Start of Material to process
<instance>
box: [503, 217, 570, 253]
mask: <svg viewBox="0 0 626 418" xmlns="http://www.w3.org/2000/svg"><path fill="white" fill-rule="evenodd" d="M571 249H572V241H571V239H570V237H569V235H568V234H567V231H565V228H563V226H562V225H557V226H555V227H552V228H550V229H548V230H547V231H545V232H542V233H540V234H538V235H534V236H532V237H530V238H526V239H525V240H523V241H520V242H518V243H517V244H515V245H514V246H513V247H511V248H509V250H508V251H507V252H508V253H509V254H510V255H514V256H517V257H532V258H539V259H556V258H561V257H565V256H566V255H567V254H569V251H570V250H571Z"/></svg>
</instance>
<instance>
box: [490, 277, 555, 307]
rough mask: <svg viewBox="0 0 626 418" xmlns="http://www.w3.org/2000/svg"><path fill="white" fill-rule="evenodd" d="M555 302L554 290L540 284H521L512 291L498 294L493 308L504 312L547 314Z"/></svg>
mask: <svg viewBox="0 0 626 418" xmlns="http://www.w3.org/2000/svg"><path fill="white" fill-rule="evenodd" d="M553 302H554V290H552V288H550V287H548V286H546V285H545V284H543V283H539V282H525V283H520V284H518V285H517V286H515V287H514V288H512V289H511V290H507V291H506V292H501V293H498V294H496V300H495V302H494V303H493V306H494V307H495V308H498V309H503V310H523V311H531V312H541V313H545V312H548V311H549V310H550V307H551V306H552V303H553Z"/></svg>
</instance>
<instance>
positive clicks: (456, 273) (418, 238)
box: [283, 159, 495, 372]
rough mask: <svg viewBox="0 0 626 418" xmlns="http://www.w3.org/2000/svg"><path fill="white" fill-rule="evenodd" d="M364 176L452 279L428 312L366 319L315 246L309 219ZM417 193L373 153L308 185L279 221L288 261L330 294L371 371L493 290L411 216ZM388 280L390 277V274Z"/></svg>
End of Material to process
Start of Material to process
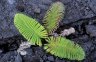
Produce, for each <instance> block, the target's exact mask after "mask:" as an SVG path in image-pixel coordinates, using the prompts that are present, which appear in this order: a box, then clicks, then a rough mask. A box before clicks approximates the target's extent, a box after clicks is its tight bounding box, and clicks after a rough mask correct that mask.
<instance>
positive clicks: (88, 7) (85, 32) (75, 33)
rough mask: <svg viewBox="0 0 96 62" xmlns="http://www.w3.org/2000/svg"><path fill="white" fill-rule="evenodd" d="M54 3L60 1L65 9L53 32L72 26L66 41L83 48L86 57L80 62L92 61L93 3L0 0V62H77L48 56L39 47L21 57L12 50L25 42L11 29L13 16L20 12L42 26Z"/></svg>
End of Material to process
Looking at the material above, say how many of its lines hold the word "positive", giving only the number.

> **Problem solution**: 2